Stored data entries
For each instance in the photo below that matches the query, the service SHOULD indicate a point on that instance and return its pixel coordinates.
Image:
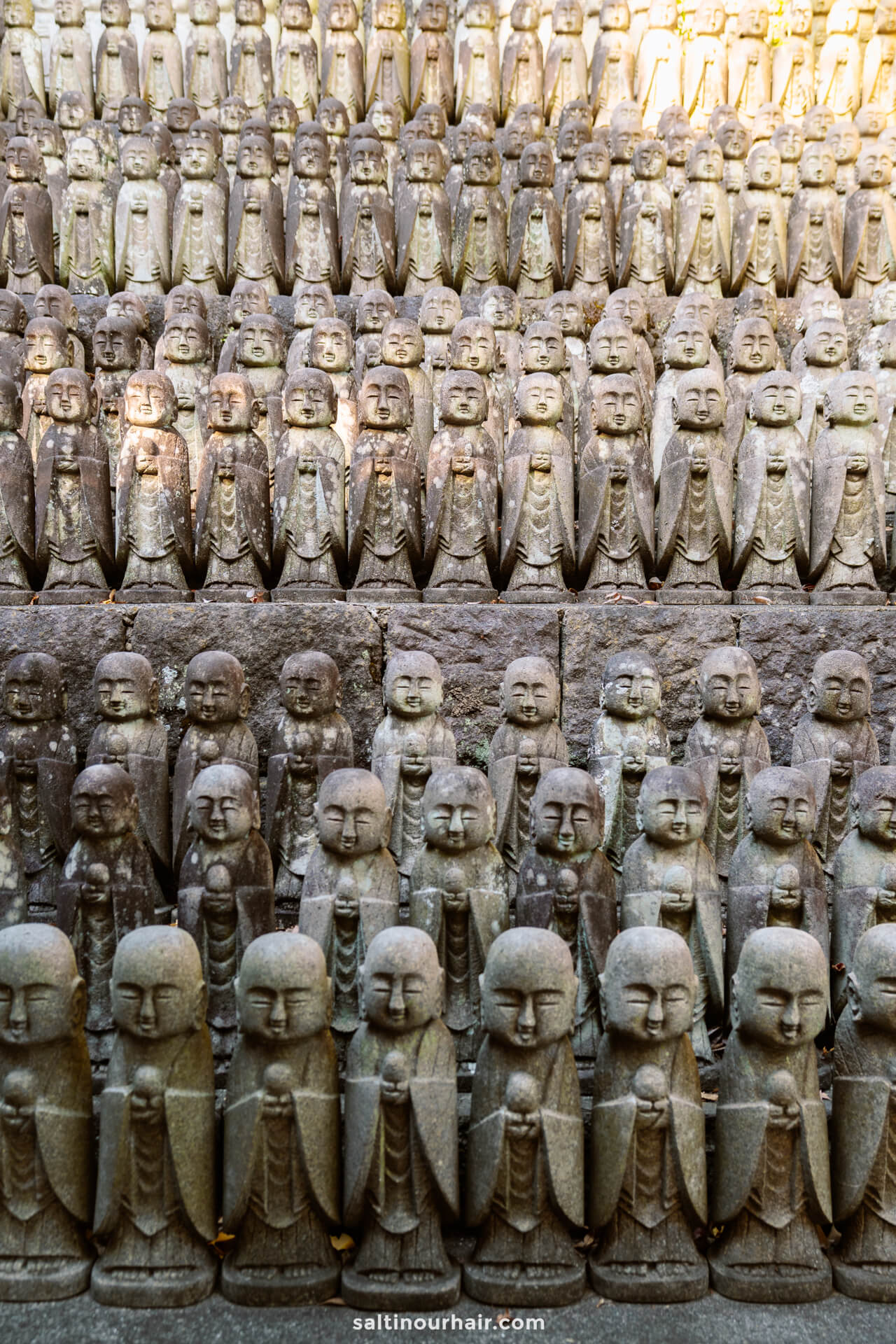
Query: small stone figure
(153, 538)
(648, 1142)
(480, 238)
(696, 487)
(848, 526)
(526, 1151)
(727, 746)
(232, 511)
(567, 886)
(108, 886)
(814, 225)
(156, 1180)
(776, 878)
(255, 218)
(384, 492)
(48, 1175)
(703, 225)
(281, 1129)
(834, 743)
(773, 1183)
(226, 886)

Instructions for the task: Write out the data word for word, with every picture dropped.

Result:
For each instance in the photo below that matches the query, the service SHOULD indicate a point on that instance and return its pixel coordinates.
Image:
Query: small stone figure
(153, 538)
(648, 1142)
(480, 238)
(696, 487)
(848, 526)
(526, 1151)
(727, 746)
(232, 511)
(567, 886)
(108, 886)
(814, 225)
(156, 1180)
(776, 878)
(255, 218)
(384, 492)
(48, 1175)
(703, 225)
(281, 1129)
(834, 743)
(773, 1183)
(226, 886)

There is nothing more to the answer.